In how many lines of the listing below does the string "block" occur? Reply with only the number.

STORED DATA:
········

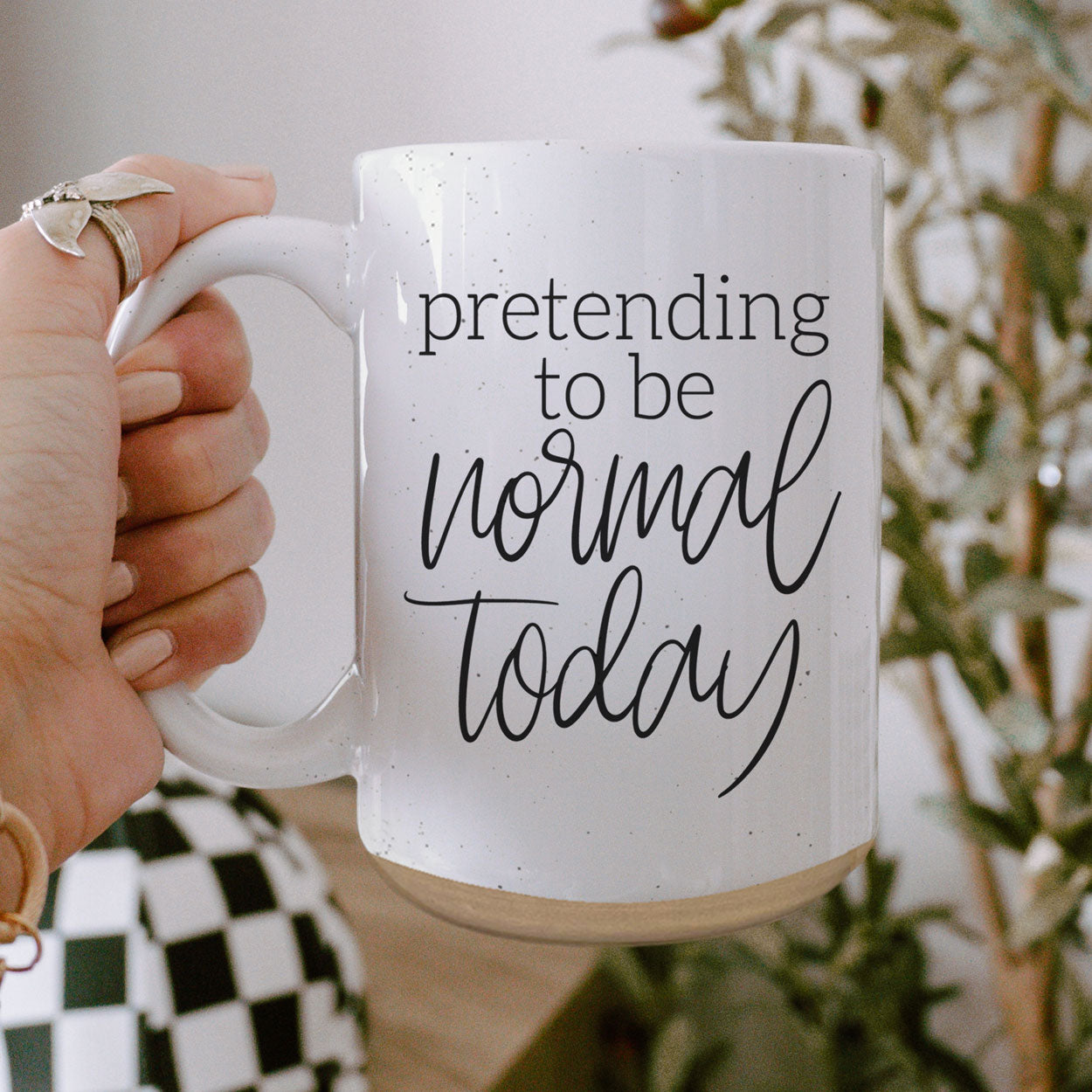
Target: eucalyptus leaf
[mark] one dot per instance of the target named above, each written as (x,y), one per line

········

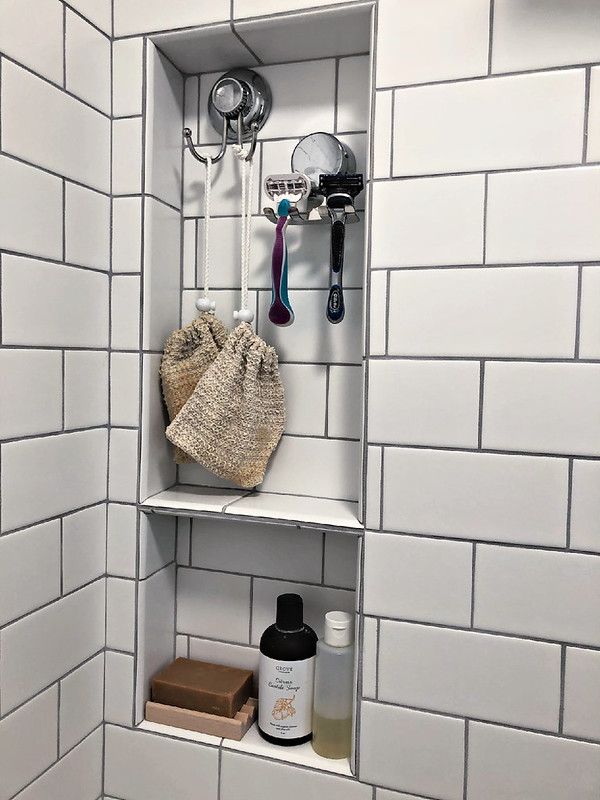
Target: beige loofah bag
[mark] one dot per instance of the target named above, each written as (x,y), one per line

········

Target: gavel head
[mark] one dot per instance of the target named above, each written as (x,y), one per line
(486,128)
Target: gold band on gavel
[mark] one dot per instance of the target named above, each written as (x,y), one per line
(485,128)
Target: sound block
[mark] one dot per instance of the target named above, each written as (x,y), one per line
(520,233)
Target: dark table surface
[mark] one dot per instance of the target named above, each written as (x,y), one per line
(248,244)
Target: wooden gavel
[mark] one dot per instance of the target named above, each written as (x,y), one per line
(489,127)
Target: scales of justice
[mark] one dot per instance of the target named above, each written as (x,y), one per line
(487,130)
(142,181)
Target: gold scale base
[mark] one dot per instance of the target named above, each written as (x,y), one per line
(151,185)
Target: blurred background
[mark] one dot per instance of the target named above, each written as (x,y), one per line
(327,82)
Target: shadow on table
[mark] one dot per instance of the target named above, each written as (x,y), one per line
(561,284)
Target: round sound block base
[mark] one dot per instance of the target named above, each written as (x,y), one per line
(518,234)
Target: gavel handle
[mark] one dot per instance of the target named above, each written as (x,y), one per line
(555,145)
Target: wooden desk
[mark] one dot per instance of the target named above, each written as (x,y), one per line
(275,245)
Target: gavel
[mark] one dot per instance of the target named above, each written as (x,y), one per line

········

SOLUTION TO THIS TASK: 2